## Your goal
Format the part of the data that opens with the line containing "Do you think you could find the brass" and closes with the line containing "[11,14,72,35]" as a two-column CSV with the headers query_text and boxes. Each row should hold one line of text and the bounding boxes listed under it, with every field quoted and line breaks replaced by spaces.

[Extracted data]

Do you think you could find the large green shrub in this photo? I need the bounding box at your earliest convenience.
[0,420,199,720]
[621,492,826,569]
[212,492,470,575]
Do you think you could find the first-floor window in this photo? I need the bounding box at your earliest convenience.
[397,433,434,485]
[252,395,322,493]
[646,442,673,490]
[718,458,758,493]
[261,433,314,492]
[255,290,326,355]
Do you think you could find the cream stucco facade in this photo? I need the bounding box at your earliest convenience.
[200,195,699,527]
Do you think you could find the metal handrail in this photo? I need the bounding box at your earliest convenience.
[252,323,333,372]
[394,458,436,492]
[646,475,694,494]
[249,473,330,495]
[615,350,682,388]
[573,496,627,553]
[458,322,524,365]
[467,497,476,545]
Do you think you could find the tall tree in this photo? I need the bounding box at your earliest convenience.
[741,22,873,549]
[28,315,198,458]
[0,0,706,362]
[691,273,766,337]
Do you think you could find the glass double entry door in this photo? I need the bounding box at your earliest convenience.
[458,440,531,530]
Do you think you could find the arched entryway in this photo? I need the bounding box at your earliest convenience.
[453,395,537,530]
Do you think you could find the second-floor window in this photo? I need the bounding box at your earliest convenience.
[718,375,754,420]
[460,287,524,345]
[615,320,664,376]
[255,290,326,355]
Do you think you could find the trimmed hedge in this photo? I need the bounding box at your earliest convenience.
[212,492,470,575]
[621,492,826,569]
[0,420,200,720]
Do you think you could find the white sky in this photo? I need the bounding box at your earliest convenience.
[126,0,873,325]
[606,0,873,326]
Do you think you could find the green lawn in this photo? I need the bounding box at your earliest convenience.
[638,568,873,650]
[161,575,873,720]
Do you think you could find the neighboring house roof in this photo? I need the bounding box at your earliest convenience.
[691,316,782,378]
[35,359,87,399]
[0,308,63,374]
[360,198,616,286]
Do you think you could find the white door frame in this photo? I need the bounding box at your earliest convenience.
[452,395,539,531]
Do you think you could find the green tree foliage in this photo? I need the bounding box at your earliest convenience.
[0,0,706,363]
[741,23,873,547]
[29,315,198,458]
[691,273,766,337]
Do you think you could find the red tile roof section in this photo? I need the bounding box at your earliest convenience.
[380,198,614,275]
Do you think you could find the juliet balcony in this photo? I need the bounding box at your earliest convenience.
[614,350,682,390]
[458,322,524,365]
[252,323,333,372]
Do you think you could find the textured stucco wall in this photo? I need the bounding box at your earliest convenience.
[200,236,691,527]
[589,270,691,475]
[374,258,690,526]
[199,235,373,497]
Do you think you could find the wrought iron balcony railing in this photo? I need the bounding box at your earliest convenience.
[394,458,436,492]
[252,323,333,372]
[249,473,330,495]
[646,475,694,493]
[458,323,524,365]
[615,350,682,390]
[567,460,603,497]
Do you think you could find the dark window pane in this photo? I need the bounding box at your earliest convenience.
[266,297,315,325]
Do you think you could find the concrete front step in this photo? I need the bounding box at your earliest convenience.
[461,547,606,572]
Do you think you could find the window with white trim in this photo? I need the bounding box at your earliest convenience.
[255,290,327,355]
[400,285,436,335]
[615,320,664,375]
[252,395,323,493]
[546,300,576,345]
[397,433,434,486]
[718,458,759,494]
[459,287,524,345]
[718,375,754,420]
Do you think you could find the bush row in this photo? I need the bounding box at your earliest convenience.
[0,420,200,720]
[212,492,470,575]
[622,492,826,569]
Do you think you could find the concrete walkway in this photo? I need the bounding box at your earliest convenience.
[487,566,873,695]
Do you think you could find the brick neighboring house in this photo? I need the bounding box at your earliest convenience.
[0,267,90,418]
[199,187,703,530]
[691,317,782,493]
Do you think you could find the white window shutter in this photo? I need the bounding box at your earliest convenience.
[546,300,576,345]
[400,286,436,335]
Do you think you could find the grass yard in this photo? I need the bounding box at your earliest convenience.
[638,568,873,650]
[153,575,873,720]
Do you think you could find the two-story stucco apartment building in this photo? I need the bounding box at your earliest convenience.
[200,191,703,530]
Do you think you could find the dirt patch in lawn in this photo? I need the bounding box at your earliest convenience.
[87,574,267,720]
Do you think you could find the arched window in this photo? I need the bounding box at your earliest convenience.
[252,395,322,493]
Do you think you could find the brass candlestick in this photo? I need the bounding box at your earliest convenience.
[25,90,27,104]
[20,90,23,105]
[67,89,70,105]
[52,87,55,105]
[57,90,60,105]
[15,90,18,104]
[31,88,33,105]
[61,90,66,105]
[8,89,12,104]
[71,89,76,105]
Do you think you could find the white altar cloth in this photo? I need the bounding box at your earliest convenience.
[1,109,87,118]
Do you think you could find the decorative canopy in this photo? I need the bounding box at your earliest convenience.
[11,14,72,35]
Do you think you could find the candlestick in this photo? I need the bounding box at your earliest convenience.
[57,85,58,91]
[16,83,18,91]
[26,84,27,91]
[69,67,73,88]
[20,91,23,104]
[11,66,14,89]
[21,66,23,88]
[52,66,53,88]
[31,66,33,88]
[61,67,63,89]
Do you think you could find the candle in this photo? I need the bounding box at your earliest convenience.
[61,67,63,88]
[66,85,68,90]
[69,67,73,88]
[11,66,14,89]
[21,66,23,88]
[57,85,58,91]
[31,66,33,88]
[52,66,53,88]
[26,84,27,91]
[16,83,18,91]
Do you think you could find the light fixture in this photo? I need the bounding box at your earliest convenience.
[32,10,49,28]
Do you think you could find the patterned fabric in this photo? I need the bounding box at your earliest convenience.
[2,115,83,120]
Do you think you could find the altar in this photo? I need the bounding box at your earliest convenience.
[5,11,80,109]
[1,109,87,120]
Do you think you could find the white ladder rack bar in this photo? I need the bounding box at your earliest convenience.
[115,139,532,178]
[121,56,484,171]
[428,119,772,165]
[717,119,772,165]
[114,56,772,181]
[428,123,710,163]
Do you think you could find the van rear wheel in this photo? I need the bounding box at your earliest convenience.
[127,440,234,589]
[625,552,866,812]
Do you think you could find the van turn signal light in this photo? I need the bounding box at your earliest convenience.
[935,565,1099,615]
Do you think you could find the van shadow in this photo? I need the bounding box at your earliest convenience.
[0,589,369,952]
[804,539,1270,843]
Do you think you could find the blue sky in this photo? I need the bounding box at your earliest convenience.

## Response to the exercise
query_text,boxes
"Do you think you could find the brass candlestick in this photo? I need the bounding box at your earliest convenience.","[25,90,27,104] [20,90,23,105] [67,89,70,105] [52,87,55,105] [57,90,60,105] [15,90,18,104] [31,88,33,105] [61,90,66,105] [8,89,12,104] [71,89,76,105]"
"Do you think you could find the white altar cloth in this photo? I need the bounding box at your earliest convenience.","[1,109,87,118]"
"Do you think you could find the decorative canopy in this photo? I need the bounding box at your earliest convenience.","[11,14,72,35]"